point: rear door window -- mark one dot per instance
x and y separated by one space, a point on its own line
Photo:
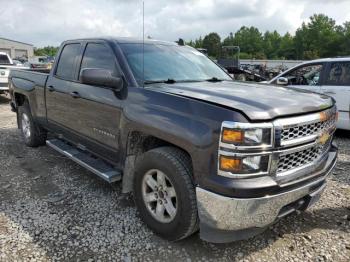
66 63
99 56
339 74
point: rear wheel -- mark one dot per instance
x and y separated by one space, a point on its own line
164 193
32 134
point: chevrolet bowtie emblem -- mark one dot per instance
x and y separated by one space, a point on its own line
323 138
323 116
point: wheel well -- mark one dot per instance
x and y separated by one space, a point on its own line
19 98
139 143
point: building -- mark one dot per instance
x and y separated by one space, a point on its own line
16 49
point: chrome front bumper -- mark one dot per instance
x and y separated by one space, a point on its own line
220 214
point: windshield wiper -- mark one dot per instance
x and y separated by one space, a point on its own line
214 79
168 81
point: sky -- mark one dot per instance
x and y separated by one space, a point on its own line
49 22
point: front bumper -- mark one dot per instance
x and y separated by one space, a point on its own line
226 219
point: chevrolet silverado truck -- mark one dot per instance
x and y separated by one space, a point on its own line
197 150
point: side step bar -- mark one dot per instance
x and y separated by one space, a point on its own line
95 165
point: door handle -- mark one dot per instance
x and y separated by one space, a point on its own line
75 94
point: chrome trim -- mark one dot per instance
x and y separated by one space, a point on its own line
244 126
225 213
279 151
277 147
283 123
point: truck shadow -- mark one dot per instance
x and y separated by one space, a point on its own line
295 226
4 99
53 203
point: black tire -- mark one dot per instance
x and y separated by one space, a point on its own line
176 165
36 135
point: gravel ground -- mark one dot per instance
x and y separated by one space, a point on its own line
52 209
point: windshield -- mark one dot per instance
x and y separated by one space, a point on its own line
4 59
164 62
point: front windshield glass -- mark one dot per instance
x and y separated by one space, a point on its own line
164 62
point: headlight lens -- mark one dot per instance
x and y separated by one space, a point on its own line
242 149
244 165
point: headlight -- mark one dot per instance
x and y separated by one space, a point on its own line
247 135
242 149
244 165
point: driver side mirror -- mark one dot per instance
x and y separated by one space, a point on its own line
100 77
283 81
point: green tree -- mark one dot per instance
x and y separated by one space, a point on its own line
287 48
317 38
212 43
271 44
250 41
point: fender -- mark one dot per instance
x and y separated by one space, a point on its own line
189 124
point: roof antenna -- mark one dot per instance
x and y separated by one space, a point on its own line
143 43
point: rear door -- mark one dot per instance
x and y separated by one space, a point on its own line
337 85
97 110
305 77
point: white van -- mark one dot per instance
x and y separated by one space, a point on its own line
330 76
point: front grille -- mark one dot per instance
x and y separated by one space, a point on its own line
297 159
303 130
306 130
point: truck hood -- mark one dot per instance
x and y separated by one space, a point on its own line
256 101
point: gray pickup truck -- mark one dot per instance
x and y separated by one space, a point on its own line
197 150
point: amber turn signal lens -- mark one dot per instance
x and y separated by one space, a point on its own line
230 164
232 136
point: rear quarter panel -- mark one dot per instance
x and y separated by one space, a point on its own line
31 85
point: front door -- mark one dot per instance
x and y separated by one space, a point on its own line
59 88
98 109
337 85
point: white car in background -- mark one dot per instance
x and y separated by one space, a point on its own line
6 64
329 76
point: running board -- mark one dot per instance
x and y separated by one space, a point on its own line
95 165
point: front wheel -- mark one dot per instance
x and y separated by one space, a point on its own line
164 193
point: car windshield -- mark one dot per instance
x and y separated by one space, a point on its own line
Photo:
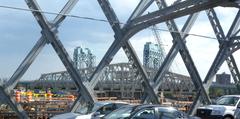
89 108
121 113
229 101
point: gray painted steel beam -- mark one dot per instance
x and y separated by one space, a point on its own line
172 53
60 50
38 47
28 61
12 103
142 6
147 87
186 56
119 34
221 38
172 12
223 54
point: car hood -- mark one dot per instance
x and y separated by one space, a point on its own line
66 116
218 107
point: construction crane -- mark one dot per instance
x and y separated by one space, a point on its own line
159 42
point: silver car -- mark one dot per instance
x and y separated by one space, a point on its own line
96 111
147 112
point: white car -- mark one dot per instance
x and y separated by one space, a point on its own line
237 112
96 111
223 109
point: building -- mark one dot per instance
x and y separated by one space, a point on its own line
83 58
153 55
223 78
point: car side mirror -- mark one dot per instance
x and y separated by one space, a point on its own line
96 114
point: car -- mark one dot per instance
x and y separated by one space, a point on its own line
95 111
223 109
237 112
147 112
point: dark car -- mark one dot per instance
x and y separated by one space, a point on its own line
96 111
147 112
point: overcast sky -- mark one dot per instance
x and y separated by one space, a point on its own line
20 31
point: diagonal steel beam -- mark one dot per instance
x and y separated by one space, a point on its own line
38 47
28 61
49 34
142 6
21 113
174 11
223 53
172 53
185 55
129 51
119 34
221 38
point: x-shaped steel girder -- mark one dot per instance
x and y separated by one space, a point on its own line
49 29
140 22
179 46
222 55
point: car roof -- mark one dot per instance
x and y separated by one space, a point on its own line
109 102
155 105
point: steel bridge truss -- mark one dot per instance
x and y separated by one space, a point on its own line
136 22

★ ★ ★ ★ ★ ★ ★

OBJECTIVE
Reproduce every record above exactly, but leave out the pictures.

EXPECTED OUTPUT
point: rear door window -- mark one dot per instance
x and y separated by one space, a point on its own line
Photo:
66 63
99 56
339 74
point: rear wheel -- mark one dot per instance
x and y separated by one space, a point on its own line
164 193
32 134
point: chevrolet bowtie emblem -- mark one dot per instance
x and y separated by one space, a point on its own line
323 138
323 116
point: wheel well -- mark one dot per instance
x and y separated by one space, a point on its own line
19 98
139 143
point: building -- mark one dot per instance
x and y separated by one space, a point on its own line
16 49
point: chrome front bumper -- mark one dot per instance
x and y separated by one space, a point on its own line
220 214
point: windshield wiper -- mark one dot per instance
x and y separated by one space, a point on its own line
214 79
168 81
point: sky -- mark one dot per instance
x and y separated by one space, a point on its own line
49 22
point: front bumper -- mark one dot per instance
x and y separated by one space, a point on its own line
226 219
point: chevrolet silverado truck -- mark one dot per instance
x and y separated by one space, a point on its own line
197 150
point: side step bar -- mark one dot per instance
x and y separated by one space, a point on its own line
95 165
point: door handle -- mark one dot per instance
x and y separated by one space, a point on its own line
75 94
point: chrome trim -- mark one dot per instance
x and y separated by one space, a point on its own line
244 126
225 213
279 151
277 147
283 123
point: truck shadow -- mark one dot per instance
x and y separated by one space, a point on its own line
295 226
4 99
53 203
point: black tire -- mark one dot per instance
x and y separated by one space, a point on its own line
176 165
36 135
point: gravel ground -- mark one dot per instance
x and y separated by one space, a point on its own line
52 209
point: windshield -- mark one dot per instance
x and y separated by one space, a point on its own line
4 59
164 62
point: front windshield glass -- mark one dot per instance
x and y separated by one space, a point on its own line
164 62
point: headlight lens -- mark one dot per instance
x and y separated by one space, a point on its own line
242 149
244 165
point: headlight -- mark one dot per instance
x and y separated by one space, a point on its own line
247 135
242 149
244 165
point: driver side mirror -- mark one dot per instance
x and y separated by one space, a point on its own line
100 77
283 81
point: green tree -- mark one dot per instance
x and y separated by one space, a point on its own line
287 48
317 38
212 43
271 44
250 41
point: fender -- mark one dot per instance
x and y separated by one space, a point on its own line
189 124
point: roof antenna -- mark one dot per instance
x and y separated by one space, a point on its own line
143 43
point: rear door -- mark one dot per instance
x and y separated by one space, a point on its own line
337 85
97 110
305 77
point: white van -- mark one dot per instance
x and y separated by one space, a point on its own line
330 76
point: front grille -- mark one dot per instance
x and y separated by one space, a point on its own line
297 159
303 130
306 130
point: truck hood -- mark one dot per instance
x and y separated by one space, a point on its own line
256 101
point: gray pickup truck -- mark one dot per instance
x and y separated by one space, a point on its own line
197 150
point: amber turn signal lens -- mark one dot per instance
x and y separated by one space, a point on its own line
230 164
232 136
point: rear quarter panel -- mark one dot per instance
x and y separated by one space, a point on its own line
31 85
point: front door -- mark one dot per instance
x and y separated by one space, a point on its own line
59 88
98 109
337 85
point: white car in background -- mark one dot per instance
x and y separated by one space, a point on its own line
6 64
329 76
point: running board -- mark one dot per instance
x and y separated by one space, a point on its own line
95 165
point: front wheel -- mark one dot per instance
x and y separated by one space, a point on its own line
164 193
point: car windshield -- mark one dot per instance
x and y separated by one space, a point on its own line
Photo:
89 108
121 113
229 101
point: gray painted steel beam -- mark one dot per instance
x and y separated by one space, a point on its own line
172 53
60 50
38 47
28 61
12 103
142 6
147 87
186 56
119 34
221 38
172 12
223 54
point: car hood -- mark one dot per instance
x and y separated by one space, a point on its own line
66 116
218 107
point: construction crane -- mark one dot per instance
x and y separated by one space, a point on its own line
159 42
point: silver car -- mark one dot per instance
x and y separated by one space, a point on its own line
96 111
147 112
point: white car -- mark one dot per instance
x and y separated by one space, a point on its own line
237 112
96 111
223 109
point: building -- mark one dot per instance
x and y separated by one space, a point on its own line
83 58
153 55
223 78
point: car side mirror -- mark one dot per instance
x and y separated by one space, a point on its own line
96 114
point: car -- mark one dot per instance
x and y separated by one space, a point on its own line
95 111
223 109
237 112
147 112
point: dark car -- mark one dot per instance
x and y separated by one space, a point on its own line
96 111
147 112
point: overcast sky -- mark one dot per instance
x and y separated by one space, a point on its own line
20 31
point: diagonal steel beam -- mark one dot per instance
x and y separated by one space, a point on its own line
38 47
28 61
49 34
142 6
21 113
174 11
223 53
172 53
185 55
129 51
119 34
221 38
point: x-shaped steel girder -- mark one dot per instance
x and y separated by one space, a point on its own line
49 29
140 22
179 46
222 55
point: car roof -- mark one dot per instance
x and y separated by one space, a point on its own line
109 102
155 105
point: steel bridge truss -- mark one dot per instance
x and y separated by one space, a point on its own line
136 22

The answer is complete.